Given exercise - Copy the lines below exactly as they appear, keeping every character unchanged.

Exercise inputs -
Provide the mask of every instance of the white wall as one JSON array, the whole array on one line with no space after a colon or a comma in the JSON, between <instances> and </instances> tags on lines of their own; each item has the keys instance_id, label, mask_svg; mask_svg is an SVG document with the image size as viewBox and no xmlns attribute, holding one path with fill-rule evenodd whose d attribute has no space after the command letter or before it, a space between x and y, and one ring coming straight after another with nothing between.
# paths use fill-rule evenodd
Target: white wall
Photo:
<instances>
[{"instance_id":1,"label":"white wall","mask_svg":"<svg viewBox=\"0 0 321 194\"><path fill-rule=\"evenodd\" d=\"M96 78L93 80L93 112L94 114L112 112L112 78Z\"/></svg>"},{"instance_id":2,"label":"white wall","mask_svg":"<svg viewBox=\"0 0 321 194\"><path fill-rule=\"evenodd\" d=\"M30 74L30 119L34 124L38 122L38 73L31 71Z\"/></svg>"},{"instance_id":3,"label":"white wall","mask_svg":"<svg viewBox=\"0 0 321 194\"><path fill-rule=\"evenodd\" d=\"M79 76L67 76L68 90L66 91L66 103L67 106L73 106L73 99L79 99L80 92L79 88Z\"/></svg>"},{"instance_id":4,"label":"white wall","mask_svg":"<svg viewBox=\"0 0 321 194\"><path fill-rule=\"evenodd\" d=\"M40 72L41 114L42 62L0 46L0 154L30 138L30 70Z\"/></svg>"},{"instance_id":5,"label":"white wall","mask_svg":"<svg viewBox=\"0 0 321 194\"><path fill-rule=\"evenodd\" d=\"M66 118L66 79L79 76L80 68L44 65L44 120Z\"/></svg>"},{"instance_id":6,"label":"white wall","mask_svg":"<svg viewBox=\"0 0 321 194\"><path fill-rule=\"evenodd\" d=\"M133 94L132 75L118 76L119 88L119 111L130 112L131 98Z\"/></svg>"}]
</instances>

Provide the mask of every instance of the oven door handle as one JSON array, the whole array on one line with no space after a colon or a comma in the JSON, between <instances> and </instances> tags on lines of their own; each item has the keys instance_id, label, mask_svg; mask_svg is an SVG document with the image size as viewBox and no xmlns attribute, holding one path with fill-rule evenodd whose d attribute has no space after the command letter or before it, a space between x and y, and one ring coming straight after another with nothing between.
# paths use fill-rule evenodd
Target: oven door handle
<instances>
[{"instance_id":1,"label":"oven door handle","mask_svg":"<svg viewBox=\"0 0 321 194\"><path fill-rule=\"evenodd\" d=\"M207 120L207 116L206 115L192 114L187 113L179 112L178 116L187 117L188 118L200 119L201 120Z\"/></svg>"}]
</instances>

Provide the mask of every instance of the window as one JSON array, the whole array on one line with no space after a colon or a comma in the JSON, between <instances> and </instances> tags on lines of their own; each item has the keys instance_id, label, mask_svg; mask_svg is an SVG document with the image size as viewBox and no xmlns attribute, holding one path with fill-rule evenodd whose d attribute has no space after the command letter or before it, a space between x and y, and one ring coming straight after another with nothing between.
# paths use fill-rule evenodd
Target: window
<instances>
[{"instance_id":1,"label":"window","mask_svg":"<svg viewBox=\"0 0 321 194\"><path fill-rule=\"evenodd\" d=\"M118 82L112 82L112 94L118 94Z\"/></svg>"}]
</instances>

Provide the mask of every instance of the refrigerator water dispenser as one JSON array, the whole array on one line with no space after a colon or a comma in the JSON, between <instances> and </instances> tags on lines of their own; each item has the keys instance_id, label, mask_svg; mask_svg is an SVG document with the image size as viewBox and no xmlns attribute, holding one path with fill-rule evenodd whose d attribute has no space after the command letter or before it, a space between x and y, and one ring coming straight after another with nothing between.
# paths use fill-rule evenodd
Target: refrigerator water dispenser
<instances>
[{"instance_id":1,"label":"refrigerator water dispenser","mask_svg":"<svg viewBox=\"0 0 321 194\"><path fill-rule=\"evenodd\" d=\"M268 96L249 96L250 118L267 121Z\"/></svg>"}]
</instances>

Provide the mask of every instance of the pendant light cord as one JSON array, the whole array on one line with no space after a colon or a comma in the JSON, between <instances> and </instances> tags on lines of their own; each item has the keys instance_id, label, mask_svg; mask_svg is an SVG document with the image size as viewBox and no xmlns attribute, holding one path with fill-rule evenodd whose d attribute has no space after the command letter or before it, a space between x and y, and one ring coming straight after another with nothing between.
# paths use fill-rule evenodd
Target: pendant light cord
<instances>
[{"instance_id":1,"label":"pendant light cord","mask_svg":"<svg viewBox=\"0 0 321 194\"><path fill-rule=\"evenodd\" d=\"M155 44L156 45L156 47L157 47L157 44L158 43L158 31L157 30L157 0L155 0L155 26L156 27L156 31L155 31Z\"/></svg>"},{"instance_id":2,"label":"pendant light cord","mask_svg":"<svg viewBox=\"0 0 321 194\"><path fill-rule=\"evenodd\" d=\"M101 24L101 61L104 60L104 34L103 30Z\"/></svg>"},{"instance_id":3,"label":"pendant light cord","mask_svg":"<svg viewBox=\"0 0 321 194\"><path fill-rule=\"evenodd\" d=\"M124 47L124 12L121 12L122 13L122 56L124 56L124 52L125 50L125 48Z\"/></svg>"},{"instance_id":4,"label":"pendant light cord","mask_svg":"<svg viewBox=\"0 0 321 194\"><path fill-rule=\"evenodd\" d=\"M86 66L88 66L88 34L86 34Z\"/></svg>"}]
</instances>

Answer for this exercise -
Provide the mask of every instance of the white wall as one JSON array, the whole array on one line with no space after a colon or a comma in the JSON, between <instances> and </instances> tags on lines of their own; each item has the keys instance_id, label, mask_svg; mask_svg is an SVG document with the image size as viewBox and no xmlns attribute, holding one path with fill-rule evenodd whose d attribute has no space after the command letter or before it, a space between x and y, and one ring coming straight after another with nothing between.
# paths use fill-rule evenodd
Target: white wall
Photo:
<instances>
[{"instance_id":1,"label":"white wall","mask_svg":"<svg viewBox=\"0 0 321 194\"><path fill-rule=\"evenodd\" d=\"M96 78L93 80L93 112L94 114L112 112L112 78Z\"/></svg>"},{"instance_id":2,"label":"white wall","mask_svg":"<svg viewBox=\"0 0 321 194\"><path fill-rule=\"evenodd\" d=\"M30 74L30 119L34 124L38 122L38 73L31 71Z\"/></svg>"},{"instance_id":3,"label":"white wall","mask_svg":"<svg viewBox=\"0 0 321 194\"><path fill-rule=\"evenodd\" d=\"M79 76L67 76L68 90L66 91L66 103L67 106L73 106L73 99L79 99L80 92L79 88Z\"/></svg>"},{"instance_id":4,"label":"white wall","mask_svg":"<svg viewBox=\"0 0 321 194\"><path fill-rule=\"evenodd\" d=\"M40 72L41 114L42 62L0 46L0 154L30 138L30 70Z\"/></svg>"},{"instance_id":5,"label":"white wall","mask_svg":"<svg viewBox=\"0 0 321 194\"><path fill-rule=\"evenodd\" d=\"M66 118L66 79L79 76L80 68L44 65L44 120Z\"/></svg>"},{"instance_id":6,"label":"white wall","mask_svg":"<svg viewBox=\"0 0 321 194\"><path fill-rule=\"evenodd\" d=\"M133 94L132 75L118 76L119 88L119 111L130 112L131 98Z\"/></svg>"}]
</instances>

Provide the mask of every instance of the oven door handle as one JSON array, the whole array on one line with no space after a colon or a comma in the JSON, between <instances> and </instances> tags on lines of their own; each item has the keys instance_id, label, mask_svg; mask_svg is an SVG document with the image size as viewBox and no xmlns attribute, holding one path with fill-rule evenodd whose d attribute has no space after the command letter or before it, a space between x and y, and one ring coming straight after another with nothing between.
# paths use fill-rule evenodd
Target: oven door handle
<instances>
[{"instance_id":1,"label":"oven door handle","mask_svg":"<svg viewBox=\"0 0 321 194\"><path fill-rule=\"evenodd\" d=\"M207 120L207 116L206 115L192 114L187 113L179 112L178 116L187 117L188 118L200 119L201 120Z\"/></svg>"}]
</instances>

Provide the mask of every instance of the window as one JSON array, the whole array on one line with no space after a colon or a comma in the JSON, between <instances> and </instances> tags on lines of their own; each item has the keys instance_id, label, mask_svg; mask_svg is an SVG document with the image size as viewBox and no xmlns attribute, holding one path with fill-rule evenodd whose d attribute has no space after the command letter or before it, a space between x and y, and one ring coming straight after another with nothing between.
# paths use fill-rule evenodd
Target: window
<instances>
[{"instance_id":1,"label":"window","mask_svg":"<svg viewBox=\"0 0 321 194\"><path fill-rule=\"evenodd\" d=\"M118 82L112 82L112 94L118 94Z\"/></svg>"}]
</instances>

Provide the mask of every instance of the refrigerator water dispenser as one JSON array, the whole array on one line with no space after a colon or a comma in the JSON, between <instances> and </instances> tags on lines of their own; each item has the keys instance_id, label, mask_svg; mask_svg is an SVG document with the image size as viewBox and no xmlns attribute, holding one path with fill-rule evenodd whose d attribute has no space after the command letter or before it, a space between x and y, and one ring coming straight after another with nothing between.
# paths use fill-rule evenodd
Target: refrigerator water dispenser
<instances>
[{"instance_id":1,"label":"refrigerator water dispenser","mask_svg":"<svg viewBox=\"0 0 321 194\"><path fill-rule=\"evenodd\" d=\"M268 96L249 96L250 118L267 121Z\"/></svg>"}]
</instances>

Provide the mask of every instance of the pendant light cord as one JSON array, the whole array on one line with no space after a colon or a comma in the JSON, between <instances> and </instances> tags on lines of their own; each item has the keys instance_id, label, mask_svg; mask_svg is an SVG document with the image size as viewBox and no xmlns attribute, holding one path with fill-rule evenodd whose d attribute has no space after the command letter or before it, a space between x and y, and one ring coming straight after another with nothing between.
# paths use fill-rule evenodd
Target: pendant light cord
<instances>
[{"instance_id":1,"label":"pendant light cord","mask_svg":"<svg viewBox=\"0 0 321 194\"><path fill-rule=\"evenodd\" d=\"M155 44L156 45L156 47L157 47L157 44L158 43L158 31L157 30L157 0L155 0L155 26L156 27L156 31L155 31Z\"/></svg>"},{"instance_id":2,"label":"pendant light cord","mask_svg":"<svg viewBox=\"0 0 321 194\"><path fill-rule=\"evenodd\" d=\"M101 24L101 61L104 60L104 34L103 30Z\"/></svg>"},{"instance_id":3,"label":"pendant light cord","mask_svg":"<svg viewBox=\"0 0 321 194\"><path fill-rule=\"evenodd\" d=\"M124 47L124 12L121 12L122 13L122 56L124 56L124 52L125 50L125 48Z\"/></svg>"},{"instance_id":4,"label":"pendant light cord","mask_svg":"<svg viewBox=\"0 0 321 194\"><path fill-rule=\"evenodd\" d=\"M86 66L88 66L88 34L86 34Z\"/></svg>"}]
</instances>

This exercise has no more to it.